▶ _PROBLEM DETAILS_: Copy the records below exactly as they are written.

※

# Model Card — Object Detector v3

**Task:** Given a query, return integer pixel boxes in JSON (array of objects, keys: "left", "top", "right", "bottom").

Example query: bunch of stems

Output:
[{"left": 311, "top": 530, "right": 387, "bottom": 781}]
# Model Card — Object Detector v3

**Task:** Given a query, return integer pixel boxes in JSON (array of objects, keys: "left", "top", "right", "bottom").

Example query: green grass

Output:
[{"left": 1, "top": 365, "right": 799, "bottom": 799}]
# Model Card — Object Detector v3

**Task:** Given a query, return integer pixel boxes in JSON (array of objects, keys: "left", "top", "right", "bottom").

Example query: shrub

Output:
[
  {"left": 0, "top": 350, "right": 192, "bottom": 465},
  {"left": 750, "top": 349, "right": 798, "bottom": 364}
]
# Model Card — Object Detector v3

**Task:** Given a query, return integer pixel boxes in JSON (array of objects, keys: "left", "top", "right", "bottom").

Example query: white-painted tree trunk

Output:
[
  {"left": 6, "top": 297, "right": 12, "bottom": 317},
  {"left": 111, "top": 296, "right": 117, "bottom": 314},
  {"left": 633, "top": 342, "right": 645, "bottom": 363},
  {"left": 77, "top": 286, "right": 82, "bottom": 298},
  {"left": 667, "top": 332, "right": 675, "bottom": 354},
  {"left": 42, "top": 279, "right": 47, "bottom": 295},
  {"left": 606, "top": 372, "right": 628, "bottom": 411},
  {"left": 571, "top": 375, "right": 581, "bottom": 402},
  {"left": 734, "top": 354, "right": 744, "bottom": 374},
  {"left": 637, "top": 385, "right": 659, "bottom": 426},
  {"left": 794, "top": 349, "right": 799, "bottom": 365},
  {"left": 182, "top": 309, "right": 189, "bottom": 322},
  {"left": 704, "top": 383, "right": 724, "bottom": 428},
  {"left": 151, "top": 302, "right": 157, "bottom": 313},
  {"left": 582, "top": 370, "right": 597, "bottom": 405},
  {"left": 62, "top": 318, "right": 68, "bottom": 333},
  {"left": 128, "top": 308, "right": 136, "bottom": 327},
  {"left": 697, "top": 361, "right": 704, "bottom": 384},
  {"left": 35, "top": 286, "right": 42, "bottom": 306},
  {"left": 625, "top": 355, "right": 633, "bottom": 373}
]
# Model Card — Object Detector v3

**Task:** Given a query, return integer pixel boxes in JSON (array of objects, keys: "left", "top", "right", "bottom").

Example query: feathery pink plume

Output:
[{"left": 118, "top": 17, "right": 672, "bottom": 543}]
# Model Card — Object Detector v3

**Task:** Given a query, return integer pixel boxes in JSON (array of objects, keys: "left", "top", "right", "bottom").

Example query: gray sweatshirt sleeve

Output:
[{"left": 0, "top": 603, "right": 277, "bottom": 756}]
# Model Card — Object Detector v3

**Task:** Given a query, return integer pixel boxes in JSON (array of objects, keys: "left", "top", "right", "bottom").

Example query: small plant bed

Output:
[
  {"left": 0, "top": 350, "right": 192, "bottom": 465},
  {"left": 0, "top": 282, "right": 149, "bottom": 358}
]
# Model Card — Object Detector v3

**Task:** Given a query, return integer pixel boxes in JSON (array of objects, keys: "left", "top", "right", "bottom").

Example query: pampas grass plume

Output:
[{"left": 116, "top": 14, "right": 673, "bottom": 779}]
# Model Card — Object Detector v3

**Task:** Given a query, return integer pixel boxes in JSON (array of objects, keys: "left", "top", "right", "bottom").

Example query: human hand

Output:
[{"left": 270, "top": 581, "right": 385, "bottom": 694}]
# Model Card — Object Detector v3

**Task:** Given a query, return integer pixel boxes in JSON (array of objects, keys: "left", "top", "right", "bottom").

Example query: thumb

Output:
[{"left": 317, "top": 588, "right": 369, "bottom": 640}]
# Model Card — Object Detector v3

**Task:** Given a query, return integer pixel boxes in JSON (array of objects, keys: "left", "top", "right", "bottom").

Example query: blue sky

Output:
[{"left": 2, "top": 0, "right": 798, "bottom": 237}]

※

▶ _RESULT BELOW_:
# Model Card — Object Detector v3

**Task:** Given a query, return integer pixel boxes in JSON (array of objects, keys: "left", "top", "right", "bottom").

Example query: bunch of stems

Output:
[{"left": 311, "top": 530, "right": 387, "bottom": 781}]
# Model Card — Object Detector v3

**Task:** Given a query, return integer pixel boxes in JSON (array of objects, keys: "left", "top", "right", "bottom").

Example query: green grass

Output:
[{"left": 1, "top": 365, "right": 799, "bottom": 799}]
# Model Card — Object Detector v3

**Task:** Given a query, return integer pixel boxes in JSON (array of objects, keys: "left", "top", "right", "bottom").

Example query: shrub

Output:
[
  {"left": 0, "top": 350, "right": 192, "bottom": 465},
  {"left": 750, "top": 349, "right": 798, "bottom": 364}
]
# Model Card — Object Detector v3

**Task:** Given a query, return integer pixel boxes in JSON (array of objects, keys: "left", "top", "right", "bottom").

Example query: white-painted tree trunk

Output:
[
  {"left": 6, "top": 297, "right": 12, "bottom": 317},
  {"left": 111, "top": 296, "right": 117, "bottom": 314},
  {"left": 633, "top": 342, "right": 645, "bottom": 363},
  {"left": 77, "top": 286, "right": 82, "bottom": 298},
  {"left": 667, "top": 332, "right": 675, "bottom": 354},
  {"left": 42, "top": 279, "right": 47, "bottom": 295},
  {"left": 606, "top": 372, "right": 628, "bottom": 411},
  {"left": 571, "top": 375, "right": 581, "bottom": 402},
  {"left": 734, "top": 354, "right": 744, "bottom": 374},
  {"left": 637, "top": 385, "right": 659, "bottom": 426},
  {"left": 794, "top": 349, "right": 799, "bottom": 365},
  {"left": 182, "top": 309, "right": 189, "bottom": 322},
  {"left": 704, "top": 383, "right": 724, "bottom": 428},
  {"left": 151, "top": 302, "right": 157, "bottom": 313},
  {"left": 582, "top": 370, "right": 597, "bottom": 405},
  {"left": 62, "top": 318, "right": 68, "bottom": 333},
  {"left": 128, "top": 308, "right": 136, "bottom": 327},
  {"left": 697, "top": 361, "right": 704, "bottom": 384},
  {"left": 35, "top": 286, "right": 42, "bottom": 306},
  {"left": 625, "top": 355, "right": 633, "bottom": 373}
]
# Model Card — Object Detector v3

**Task:** Given a query, return integer pixel boxes in JSON (array of objects, keys: "left", "top", "right", "bottom").

Example query: feathery pink plume

Output:
[{"left": 118, "top": 17, "right": 672, "bottom": 543}]
# Model Card — Object Detector v3

**Task:** Given a query, return integer pixel boxes in JSON (array of objects, keys: "left", "top", "right", "bottom").

Example query: gray sweatshirt sleeve

Output:
[{"left": 0, "top": 603, "right": 277, "bottom": 756}]
# Model Card — Object Detector v3

**Task:** Given a query, return integer pixel boxes in JSON (array of objects, keys: "left", "top", "right", "bottom").

Example query: small plant bed

Output:
[
  {"left": 0, "top": 350, "right": 192, "bottom": 465},
  {"left": 0, "top": 282, "right": 149, "bottom": 358}
]
# Model Card — Object Detector v3

**Task:** Given a query, return integer pixel boxes in JSON (array of objects, keys: "left", "top", "right", "bottom").

Example query: pampas grass plume

Output:
[{"left": 116, "top": 14, "right": 673, "bottom": 779}]
# Model Card — Object Detector v3

**Task:** Given a query, return integer pixel boxes in JSON (array of objects, keys: "left", "top", "right", "bottom").

Example query: human hand

Output:
[{"left": 270, "top": 581, "right": 385, "bottom": 694}]
# Model Card — Object Detector v3

**Task:** Given a query, return integer pixel boxes in JSON (array of objects, keys: "left", "top", "right", "bottom").

Example query: thumb

Output:
[{"left": 317, "top": 588, "right": 369, "bottom": 640}]
# Model Card — Object Detector v3

**Task:** Given a query, return integer pixel boxes in JSON (array of objects, keys: "left", "top", "right", "bottom").

Example query: blue sky

Output:
[{"left": 2, "top": 0, "right": 798, "bottom": 237}]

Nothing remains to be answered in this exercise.